━━ Material provided ━━

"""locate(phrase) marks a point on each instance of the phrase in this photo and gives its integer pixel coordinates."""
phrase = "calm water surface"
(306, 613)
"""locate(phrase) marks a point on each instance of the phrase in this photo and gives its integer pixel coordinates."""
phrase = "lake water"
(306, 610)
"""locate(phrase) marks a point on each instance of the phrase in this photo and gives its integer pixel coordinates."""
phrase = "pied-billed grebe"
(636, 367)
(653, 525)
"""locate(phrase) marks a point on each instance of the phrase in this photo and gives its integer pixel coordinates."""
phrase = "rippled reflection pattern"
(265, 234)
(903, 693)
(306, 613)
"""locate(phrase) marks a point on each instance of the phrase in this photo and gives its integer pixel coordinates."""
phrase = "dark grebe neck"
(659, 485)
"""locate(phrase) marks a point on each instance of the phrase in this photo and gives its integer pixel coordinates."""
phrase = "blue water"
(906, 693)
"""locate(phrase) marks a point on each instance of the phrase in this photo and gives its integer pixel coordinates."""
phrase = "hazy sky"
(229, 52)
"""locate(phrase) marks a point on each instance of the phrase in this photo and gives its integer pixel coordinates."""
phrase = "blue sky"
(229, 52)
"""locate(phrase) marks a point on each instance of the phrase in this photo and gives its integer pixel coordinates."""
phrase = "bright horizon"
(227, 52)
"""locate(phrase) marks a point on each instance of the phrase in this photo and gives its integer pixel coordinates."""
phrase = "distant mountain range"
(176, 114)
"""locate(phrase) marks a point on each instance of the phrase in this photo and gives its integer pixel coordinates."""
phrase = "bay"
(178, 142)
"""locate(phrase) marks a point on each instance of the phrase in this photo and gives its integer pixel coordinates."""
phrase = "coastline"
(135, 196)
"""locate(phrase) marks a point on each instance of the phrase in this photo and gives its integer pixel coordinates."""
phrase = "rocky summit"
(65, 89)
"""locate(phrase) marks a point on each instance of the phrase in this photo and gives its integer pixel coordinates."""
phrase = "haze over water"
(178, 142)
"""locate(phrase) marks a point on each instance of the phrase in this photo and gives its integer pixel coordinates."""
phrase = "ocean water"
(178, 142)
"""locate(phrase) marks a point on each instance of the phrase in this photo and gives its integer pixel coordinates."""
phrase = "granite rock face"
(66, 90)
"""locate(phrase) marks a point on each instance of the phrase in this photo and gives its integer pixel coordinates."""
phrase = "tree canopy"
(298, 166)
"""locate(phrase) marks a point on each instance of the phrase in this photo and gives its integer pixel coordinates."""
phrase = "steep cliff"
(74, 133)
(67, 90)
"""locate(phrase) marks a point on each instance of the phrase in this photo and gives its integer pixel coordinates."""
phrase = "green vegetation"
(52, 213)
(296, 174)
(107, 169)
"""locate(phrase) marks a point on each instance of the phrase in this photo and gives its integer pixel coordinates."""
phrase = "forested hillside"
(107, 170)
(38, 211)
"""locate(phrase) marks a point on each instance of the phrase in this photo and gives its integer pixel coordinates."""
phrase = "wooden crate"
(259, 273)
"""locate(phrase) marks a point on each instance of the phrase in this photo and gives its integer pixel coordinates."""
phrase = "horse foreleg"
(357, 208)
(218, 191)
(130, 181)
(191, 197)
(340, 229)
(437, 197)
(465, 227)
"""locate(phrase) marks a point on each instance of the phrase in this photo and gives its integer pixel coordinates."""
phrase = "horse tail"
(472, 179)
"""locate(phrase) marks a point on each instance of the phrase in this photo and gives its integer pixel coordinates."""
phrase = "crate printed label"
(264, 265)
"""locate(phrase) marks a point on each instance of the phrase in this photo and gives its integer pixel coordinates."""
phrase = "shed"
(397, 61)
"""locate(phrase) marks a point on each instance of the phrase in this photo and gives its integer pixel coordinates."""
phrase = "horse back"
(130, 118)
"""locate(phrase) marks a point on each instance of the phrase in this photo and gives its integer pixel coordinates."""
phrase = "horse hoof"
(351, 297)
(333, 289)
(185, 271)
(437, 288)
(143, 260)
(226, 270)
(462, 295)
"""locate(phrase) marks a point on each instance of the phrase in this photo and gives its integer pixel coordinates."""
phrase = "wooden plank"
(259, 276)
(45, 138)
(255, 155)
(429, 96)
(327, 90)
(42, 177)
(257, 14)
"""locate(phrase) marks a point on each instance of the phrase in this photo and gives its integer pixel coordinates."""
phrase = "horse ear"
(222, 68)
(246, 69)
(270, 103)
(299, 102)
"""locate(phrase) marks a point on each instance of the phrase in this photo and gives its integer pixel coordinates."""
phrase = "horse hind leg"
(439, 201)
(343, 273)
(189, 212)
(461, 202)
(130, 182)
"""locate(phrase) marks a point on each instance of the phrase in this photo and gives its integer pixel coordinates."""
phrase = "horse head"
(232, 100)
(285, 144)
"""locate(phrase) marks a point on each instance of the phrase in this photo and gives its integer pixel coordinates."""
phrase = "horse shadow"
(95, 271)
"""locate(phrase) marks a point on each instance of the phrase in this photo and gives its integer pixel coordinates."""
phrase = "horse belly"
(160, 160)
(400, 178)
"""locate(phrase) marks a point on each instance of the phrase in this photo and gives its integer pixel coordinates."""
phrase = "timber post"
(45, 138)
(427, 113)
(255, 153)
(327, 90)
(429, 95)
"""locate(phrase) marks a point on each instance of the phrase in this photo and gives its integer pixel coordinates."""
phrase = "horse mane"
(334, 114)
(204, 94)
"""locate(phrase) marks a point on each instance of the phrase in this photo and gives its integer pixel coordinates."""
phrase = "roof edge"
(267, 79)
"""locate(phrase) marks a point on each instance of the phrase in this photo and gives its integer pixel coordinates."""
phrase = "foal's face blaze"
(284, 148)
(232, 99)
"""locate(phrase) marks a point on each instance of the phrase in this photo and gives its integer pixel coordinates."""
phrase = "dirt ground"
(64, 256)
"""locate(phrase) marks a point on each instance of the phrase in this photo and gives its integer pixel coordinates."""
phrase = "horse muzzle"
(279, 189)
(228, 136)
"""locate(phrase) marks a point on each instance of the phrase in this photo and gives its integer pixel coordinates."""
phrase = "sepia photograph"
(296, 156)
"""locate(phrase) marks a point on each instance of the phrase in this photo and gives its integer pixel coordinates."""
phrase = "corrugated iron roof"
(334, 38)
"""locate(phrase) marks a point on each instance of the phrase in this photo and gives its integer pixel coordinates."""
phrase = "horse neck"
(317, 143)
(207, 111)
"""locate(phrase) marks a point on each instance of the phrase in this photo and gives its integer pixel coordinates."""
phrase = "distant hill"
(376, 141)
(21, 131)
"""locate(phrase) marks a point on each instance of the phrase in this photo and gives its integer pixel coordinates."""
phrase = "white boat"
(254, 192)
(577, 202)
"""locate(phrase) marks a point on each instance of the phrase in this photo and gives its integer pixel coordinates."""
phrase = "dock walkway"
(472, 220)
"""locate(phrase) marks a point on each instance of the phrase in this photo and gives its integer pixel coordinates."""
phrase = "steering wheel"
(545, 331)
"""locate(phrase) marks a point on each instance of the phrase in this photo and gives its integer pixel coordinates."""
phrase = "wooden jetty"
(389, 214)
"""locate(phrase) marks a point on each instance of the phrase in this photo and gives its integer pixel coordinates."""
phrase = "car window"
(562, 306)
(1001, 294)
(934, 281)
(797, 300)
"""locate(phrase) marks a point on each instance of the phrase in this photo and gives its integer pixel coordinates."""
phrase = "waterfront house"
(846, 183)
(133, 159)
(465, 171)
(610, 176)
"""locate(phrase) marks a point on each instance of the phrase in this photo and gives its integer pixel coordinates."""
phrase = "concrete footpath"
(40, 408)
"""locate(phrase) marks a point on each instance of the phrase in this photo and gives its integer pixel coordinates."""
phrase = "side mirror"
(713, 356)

━━━

## Written problem
Restate the listing above word for word.

## Exercise solution
"""locate(phrase) marks a point on each instance of the phrase in this photo and gives its integer pixel coordinates."""
phrase = "calm water surface"
(306, 613)
"""locate(phrase) marks a point on each instance of the phrase in this photo and gives its integer pixel coordinates."""
phrase = "lake water"
(306, 610)
"""locate(phrase) marks a point on each instance of the phrase in this photo and gives its integer pixel coordinates."""
phrase = "pied-billed grebe"
(636, 367)
(653, 525)
"""locate(phrase) marks a point on each instance of the phrase in this photo and gives its integer pixel coordinates."""
phrase = "rippled reflection pattern"
(265, 234)
(903, 693)
(306, 613)
"""locate(phrase) marks a point on each instance of the phrase in this photo and gives its integer pixel coordinates."""
phrase = "dark grebe neck"
(659, 485)
"""locate(phrase) marks a point on each instance of the phrase in this photo and gives its integer pixel coordinates."""
phrase = "blue water"
(906, 693)
"""locate(phrase) marks a point on each instance of the phrase in this photo and gives its integer pixel coordinates."""
phrase = "hazy sky"
(229, 52)
"""locate(phrase) marks a point on each instance of the phrase in this photo and gives its integer pixel coordinates."""
phrase = "blue sky"
(229, 52)
"""locate(phrase) marks a point on each instance of the phrase in this photo and gives its integer pixel coordinates."""
phrase = "bright horizon"
(227, 52)
"""locate(phrase) marks a point on each instance of the phrase in this photo and gives its integer pixel coordinates."""
phrase = "distant mountain range"
(176, 114)
"""locate(phrase) marks a point on each instance of the phrase in this photo and gives its integer pixel coordinates."""
phrase = "bay"
(178, 142)
"""locate(phrase) marks a point on each instance of the phrase in this photo and gives its integer pixel coordinates."""
phrase = "coastline"
(135, 196)
"""locate(phrase) marks a point on each instance of the phrase in this photo and gives its integer pixel coordinates."""
phrase = "rocky summit"
(65, 89)
"""locate(phrase) marks a point on each instance of the phrase in this photo and gives its integer pixel coordinates."""
phrase = "haze over water"
(178, 142)
"""locate(phrase) marks a point on each instance of the phrase in this photo and gives its integer pixel coordinates."""
phrase = "ocean water"
(178, 142)
"""locate(phrase) marks a point on each instance of the phrase in this photo and gives its integer pixel coordinates."""
phrase = "granite rock face"
(66, 90)
"""locate(phrase) marks a point on each instance of the phrase in this photo and gives its integer pixel coordinates."""
phrase = "tree canopy"
(298, 166)
"""locate(phrase) marks a point on each instance of the phrase in this photo and gives its integer pixel coordinates."""
phrase = "steep cliff"
(74, 133)
(67, 90)
"""locate(phrase) marks a point on each instance of the phrase in this photo and gives its integer pixel coordinates."""
phrase = "green vegetation"
(52, 213)
(296, 174)
(107, 169)
"""locate(phrase) marks a point on each instance of the phrase in this photo and gives its integer pixel coordinates."""
phrase = "forested hillside"
(107, 170)
(38, 211)
"""locate(phrase) marks a point on each instance of the phrase in this photo and gives its integer pixel coordinates."""
phrase = "wooden crate"
(259, 273)
"""locate(phrase) marks a point on each instance of the phrase in this photo and gives its integer pixel coordinates."""
phrase = "horse foreleg"
(357, 208)
(218, 191)
(130, 181)
(191, 197)
(340, 229)
(437, 197)
(465, 227)
"""locate(phrase) marks a point on each instance of the phrase in this photo and gives its integer pixel coordinates."""
phrase = "horse tail"
(472, 179)
"""locate(phrase) marks a point on each instance of the phrase in this photo and gives its integer pixel coordinates."""
phrase = "crate printed label"
(264, 265)
"""locate(phrase) marks a point on each instance of the phrase in this photo and gives its integer pixel coordinates."""
phrase = "shed"
(397, 61)
"""locate(phrase) marks a point on each instance of the phrase in this photo and gives its integer pixel coordinates."""
phrase = "horse back"
(130, 118)
"""locate(phrase) marks a point on each instance of the phrase in this photo and gives its integer pixel coordinates."""
phrase = "horse hoof"
(351, 297)
(333, 289)
(185, 271)
(437, 288)
(143, 260)
(226, 270)
(462, 295)
"""locate(phrase) marks a point on each instance of the phrase in this photo and gives its integer pixel coordinates."""
phrase = "wooden plank"
(259, 276)
(45, 138)
(255, 155)
(429, 96)
(327, 90)
(42, 177)
(257, 14)
"""locate(phrase) marks a point on each instance of the phrase in this photo and gives its integer pixel coordinates."""
phrase = "horse ear"
(222, 68)
(246, 69)
(270, 103)
(299, 102)
"""locate(phrase) marks a point on each instance of the phrase in this photo and gives its integer pixel coordinates."""
phrase = "horse hind leg"
(439, 201)
(343, 273)
(189, 212)
(461, 202)
(130, 182)
"""locate(phrase) marks a point on each instance of the phrase in this photo and gives its integer pixel coordinates."""
phrase = "horse head"
(232, 100)
(285, 144)
"""locate(phrase) marks a point on each instance of the phrase in this photo and gives its integer pixel coordinates."""
phrase = "horse shadow"
(95, 271)
"""locate(phrase) marks a point on each instance of the phrase in this photo and gives its integer pixel coordinates."""
phrase = "horse belly"
(160, 160)
(400, 178)
"""locate(phrase) marks a point on each instance of the phrase in this photo and gives its integer pixel coordinates."""
phrase = "timber post"
(45, 138)
(427, 113)
(255, 153)
(327, 90)
(429, 95)
"""locate(phrase) marks a point on each instance of the phrase in this photo and gives its integer pixel coordinates."""
phrase = "horse mane"
(334, 114)
(204, 94)
"""locate(phrase) marks a point on each instance of the phrase in this photo and gives its integer pixel coordinates."""
phrase = "roof edge"
(267, 79)
"""locate(phrase) marks a point on each instance of the phrase in this photo and gives its integer pixel coordinates."""
phrase = "foal's face blaze"
(284, 148)
(232, 99)
"""locate(phrase) marks a point on each instance of the phrase in this photo and gives its integer pixel coordinates."""
phrase = "dirt ground"
(64, 256)
"""locate(phrase) marks a point on each instance of the phrase in this photo and gives its integer pixel coordinates."""
phrase = "horse muzzle"
(279, 189)
(228, 136)
"""locate(phrase) marks a point on each instance of the phrase in this photo and gives its integer pixel coordinates."""
phrase = "sepia photograph"
(296, 156)
"""locate(phrase) marks a point on each instance of the phrase in this photo and gives its integer pixel coordinates."""
phrase = "corrugated iron roof"
(334, 38)
"""locate(phrase) marks a point on each instance of the phrase in this photo and gives its integer pixel coordinates."""
phrase = "horse neck"
(317, 143)
(207, 111)
"""locate(phrase) marks a point on each instance of the phrase in this photo and gives its integer pixel coordinates."""
phrase = "distant hill"
(376, 141)
(21, 131)
"""locate(phrase) marks a point on each instance of the phrase in this photo and gives its integer pixel coordinates."""
phrase = "white boat"
(254, 192)
(577, 202)
"""locate(phrase) marks a point on each instance of the phrase in this photo and gives its integer pixel coordinates."""
phrase = "dock walkway"
(472, 220)
"""locate(phrase) marks a point on each instance of the phrase in this photo and gives its integer pixel coordinates."""
phrase = "steering wheel"
(545, 331)
"""locate(phrase) marks a point on each instance of the phrase in this photo and gives its integer pixel coordinates."""
phrase = "wooden jetty"
(389, 214)
"""locate(phrase) marks a point on each instance of the phrase in this photo and gives its integer pixel coordinates."""
phrase = "car window"
(562, 306)
(1001, 294)
(934, 281)
(797, 300)
"""locate(phrase) marks a point on each instance of the phrase in this photo and gives its integer pixel coordinates."""
phrase = "waterfront house"
(846, 183)
(133, 159)
(465, 171)
(610, 176)
"""locate(phrase) marks a point on each instance of the phrase in this photo and gives its integer pixel coordinates."""
phrase = "concrete footpath"
(40, 408)
"""locate(phrase) marks a point on each instance of the phrase in this photo and gives its integer pixel coordinates."""
phrase = "side mirror"
(713, 356)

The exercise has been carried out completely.